- _EXCERPT_
Contact +:

 

Department of Statistics and Data Science
National University of Singapore
21 Lower Kent Ridge Road             
Singapore 117546
*:zhigang.yao@nus.edu.sg  

Center of Mathematical Sciences and Applications
Harvard University
20 Garden Street              
Cambridge MA 02138
*:zhigang.yao@cmsa.fas.harvard.edu                         



 

Few words about me:


Zhigang Yao
is a tenured Associate Professor in the Department of Statistics and Data Science at the National University of Singapore (NUS), with a courtesy joint appointment in the Department of Mathematics and an affiliation with the Institute of Data Science. He received his Ph.D. in Statistics from the University of Pittsburgh in 2011 advised by Bill Eddy and Leon Gleser, and was a postdoctoral researcher at EPFL with Victor Panaretos before joining NUS in 2014. He currently serves as an Associate Editor of the Journal of the Royal Statistical Society: Series B.

 

 

From 2022, he has been a member of the Center of Mathematical Sciences and Applications (CMSA) at Harvard University, where he collaborates with Shing-Tung Yau on manifold fitting and the interface between statistics and geometry. He has also played an active role in promoting this emerging interface internationally, through the Harvard CMSA conferences on Statistics and Geometry, the ISAG series in Singapore, and related programs at Tsinghua, BIMSA and SIMIS. In 2025, he delivered a CMSA Colloquium at Harvard, and in 2026 he initiated and organized a two-month IDSG school on statistics and geometry at SIMIS. He is also a co-organizer of the 2026 HIM Bonn trimester program on Geometric Statistics, continuing these efforts to build a sustained international platform for statistics and geometry.

 

 

Few words about my work:

My primary research focuses on statistical inference for complex data, with an emphasis on the interaction between statistics and geometry.

Linearity has long been a central principle in the development of statistical methodology. Many classical methods are built on the idea of representing data in Euclidean spaces and extracting linear or approximately linear structures. Modern scientific data, however, are often high-dimensional, heterogeneous, and intrinsically nonlinear. Although each observation may be recorded as a long vector, a matrix, a shape, or another complex object, such data often contain hidden low-dimensional geometric structure.

A central theme of my work is to uncover and exploit this hidden structure. I use the term manifold fitting to describe the statistical problem of estimating a lower-dimensional manifold, or a system of submanifolds, from noisy high-dimensional data. This is related to manifold learning, but with a stronger emphasis on inference, geometric estimation, uncertainty quantification, and downstream learning tasks.

My group has developed theory and methodology for this problem, including principal flows, principal boundaries, principal submanifolds, non-Euclidean statistics, and inference for manifold-structured data. A key goal is to estimate geometric structures with statistical guarantees and to use them for tasks such as clustering, classification, denoising, and scientific interpretation.

 

These ideas have led to applications in single-cell data analysis, biomedical data science, shape and object data, cryo-electron microscopy, and other high-dimensional scientific problems. Earlier parts of my work also studied inverse problems in brain imaging and tomographic reconstruction, where useful signals are often rare, weak, and embedded in noisy high-dimensional observations.

 

Overall, my work aims to develop principled statistical tools that move beyond purely linear representations and help reveal meaningful geometric structure in complex scientific data.

- _WHAT NEEDS TO BE DONE_
Copy the passage of the profile that begins with the words "These ideas have" and ends after the words "complex scientific data.".

- _DATASET_
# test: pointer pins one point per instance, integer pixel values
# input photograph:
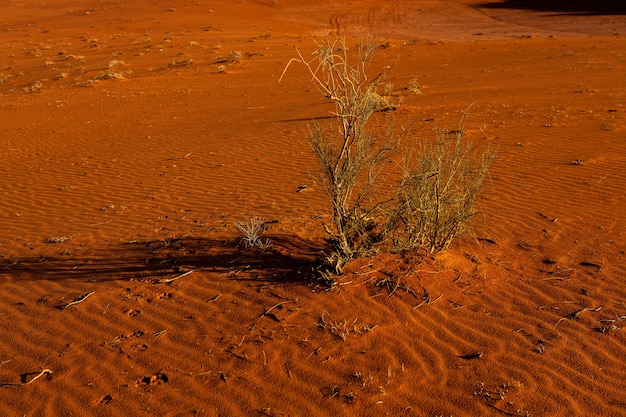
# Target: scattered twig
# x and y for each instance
(169, 280)
(77, 300)
(575, 314)
(267, 312)
(39, 375)
(159, 333)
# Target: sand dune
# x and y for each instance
(135, 134)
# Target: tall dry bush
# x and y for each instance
(350, 155)
(437, 189)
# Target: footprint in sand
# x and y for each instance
(105, 399)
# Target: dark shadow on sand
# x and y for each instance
(575, 7)
(290, 259)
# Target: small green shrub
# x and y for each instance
(252, 231)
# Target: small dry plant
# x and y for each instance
(252, 231)
(437, 192)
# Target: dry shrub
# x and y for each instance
(435, 195)
(350, 155)
(437, 192)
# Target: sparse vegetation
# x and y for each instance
(436, 191)
(252, 231)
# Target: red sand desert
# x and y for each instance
(134, 135)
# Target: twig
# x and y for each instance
(77, 301)
(169, 280)
(273, 307)
(40, 374)
(575, 314)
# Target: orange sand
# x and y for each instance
(132, 138)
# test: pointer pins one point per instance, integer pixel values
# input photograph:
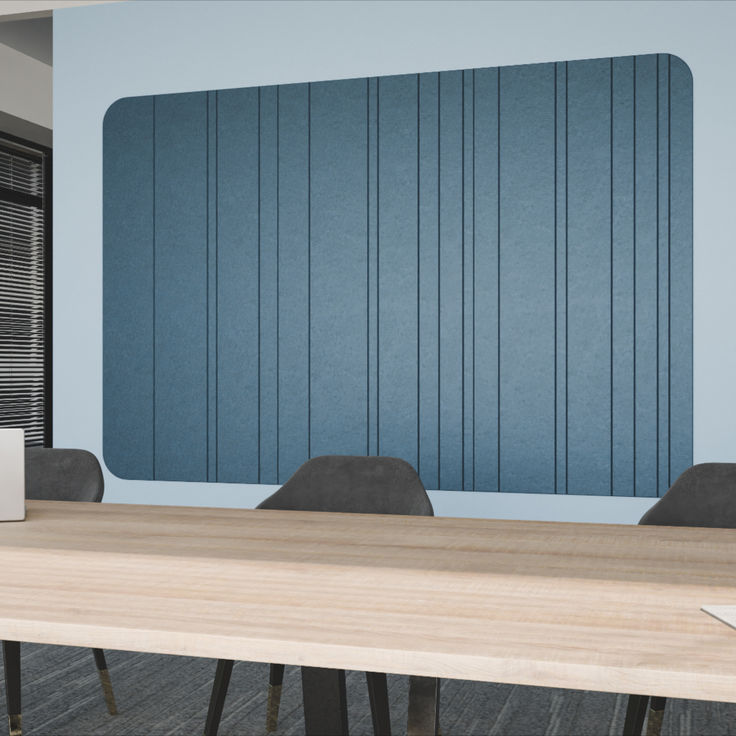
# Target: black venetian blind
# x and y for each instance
(25, 217)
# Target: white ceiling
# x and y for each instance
(39, 8)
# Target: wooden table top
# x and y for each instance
(593, 606)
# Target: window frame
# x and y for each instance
(29, 149)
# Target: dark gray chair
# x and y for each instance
(341, 483)
(56, 475)
(705, 496)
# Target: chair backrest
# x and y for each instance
(353, 484)
(704, 495)
(63, 475)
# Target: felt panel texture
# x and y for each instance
(484, 272)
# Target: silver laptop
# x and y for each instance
(12, 475)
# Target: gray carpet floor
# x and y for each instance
(159, 695)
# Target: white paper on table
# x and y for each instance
(725, 614)
(12, 475)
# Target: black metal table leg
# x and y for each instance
(275, 683)
(11, 664)
(105, 682)
(378, 696)
(636, 711)
(325, 702)
(424, 706)
(217, 697)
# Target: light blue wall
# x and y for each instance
(107, 52)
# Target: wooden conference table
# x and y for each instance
(591, 606)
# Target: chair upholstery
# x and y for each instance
(63, 475)
(338, 483)
(353, 484)
(704, 495)
(56, 475)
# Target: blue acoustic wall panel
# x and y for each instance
(486, 272)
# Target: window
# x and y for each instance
(25, 288)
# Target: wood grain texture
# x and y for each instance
(600, 607)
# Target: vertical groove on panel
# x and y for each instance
(560, 287)
(278, 290)
(567, 281)
(217, 286)
(669, 270)
(368, 265)
(656, 444)
(419, 282)
(498, 279)
(611, 267)
(663, 272)
(634, 269)
(555, 286)
(207, 288)
(378, 266)
(211, 291)
(259, 285)
(439, 279)
(153, 346)
(462, 281)
(474, 487)
(309, 269)
(372, 267)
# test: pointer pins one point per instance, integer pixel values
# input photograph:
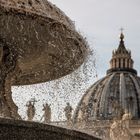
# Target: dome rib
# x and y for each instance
(104, 96)
(137, 93)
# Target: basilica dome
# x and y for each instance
(118, 91)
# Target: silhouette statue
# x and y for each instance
(47, 113)
(30, 110)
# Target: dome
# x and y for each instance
(118, 91)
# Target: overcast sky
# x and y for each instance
(100, 22)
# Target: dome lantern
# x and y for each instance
(121, 58)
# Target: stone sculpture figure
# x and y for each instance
(47, 113)
(30, 110)
(120, 130)
(68, 113)
(84, 112)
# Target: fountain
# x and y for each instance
(38, 43)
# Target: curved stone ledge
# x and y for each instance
(24, 130)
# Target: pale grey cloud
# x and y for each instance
(99, 21)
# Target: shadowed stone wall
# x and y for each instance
(21, 130)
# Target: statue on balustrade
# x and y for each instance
(30, 110)
(47, 113)
(68, 113)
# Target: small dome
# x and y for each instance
(113, 94)
(116, 90)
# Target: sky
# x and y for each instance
(100, 22)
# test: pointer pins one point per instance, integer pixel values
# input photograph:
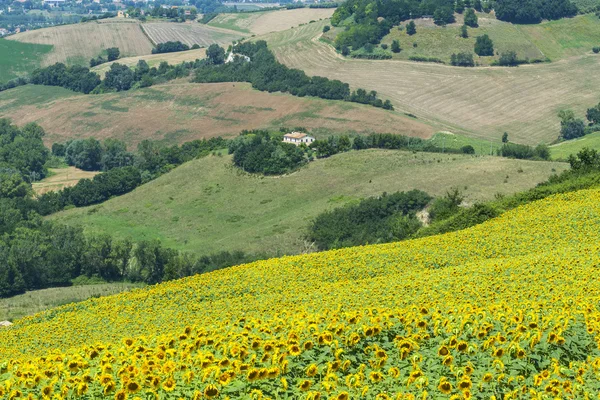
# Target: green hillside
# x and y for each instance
(563, 150)
(554, 40)
(18, 59)
(207, 205)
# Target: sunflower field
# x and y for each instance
(507, 309)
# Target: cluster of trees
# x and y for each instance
(533, 11)
(261, 152)
(264, 72)
(124, 171)
(118, 78)
(339, 144)
(22, 155)
(76, 78)
(91, 155)
(112, 54)
(524, 152)
(35, 255)
(170, 47)
(374, 220)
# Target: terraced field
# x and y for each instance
(508, 308)
(206, 206)
(181, 111)
(77, 43)
(190, 34)
(479, 102)
(259, 23)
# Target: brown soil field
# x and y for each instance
(77, 43)
(154, 60)
(479, 102)
(179, 112)
(62, 178)
(270, 21)
(189, 33)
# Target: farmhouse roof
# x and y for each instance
(295, 135)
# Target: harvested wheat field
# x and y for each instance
(480, 102)
(178, 112)
(77, 43)
(190, 34)
(260, 23)
(61, 178)
(154, 60)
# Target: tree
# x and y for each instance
(119, 77)
(12, 185)
(443, 16)
(215, 54)
(112, 53)
(508, 59)
(462, 60)
(484, 46)
(471, 18)
(570, 127)
(593, 114)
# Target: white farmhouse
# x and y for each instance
(298, 138)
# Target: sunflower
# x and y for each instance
(132, 387)
(448, 360)
(312, 370)
(445, 387)
(295, 350)
(121, 395)
(342, 396)
(211, 391)
(253, 375)
(443, 351)
(169, 385)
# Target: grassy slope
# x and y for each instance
(18, 59)
(182, 111)
(207, 205)
(480, 102)
(40, 300)
(269, 21)
(77, 43)
(553, 39)
(562, 150)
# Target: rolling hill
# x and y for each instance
(479, 102)
(207, 205)
(78, 43)
(180, 111)
(259, 23)
(509, 306)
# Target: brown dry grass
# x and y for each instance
(270, 21)
(77, 43)
(62, 178)
(480, 102)
(154, 60)
(179, 112)
(189, 33)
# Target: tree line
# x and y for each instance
(265, 73)
(36, 254)
(387, 218)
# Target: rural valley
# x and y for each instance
(364, 199)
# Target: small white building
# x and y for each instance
(298, 138)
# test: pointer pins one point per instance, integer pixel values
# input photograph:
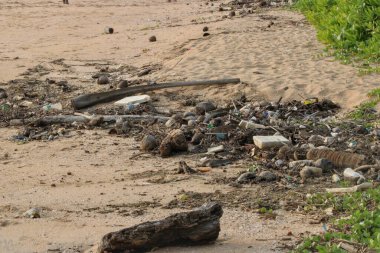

- _RESPONSE FOR THIS EXERCISE_
These ideas have led to applications in single-cell data analysis, biomedical data science, shape and object data, cryo-electron microscopy, and other high-dimensional scientific problems. Earlier parts of my work also studied inverse problems in brain imaging and tomographic reconstruction, where useful signals are often rare, weak, and embedded in noisy high-dimensional observations.

 

Overall, my work aims to develop principled statistical tools that move beyond purely linear representations and help reveal meaningful geometric structure in complex scientific data.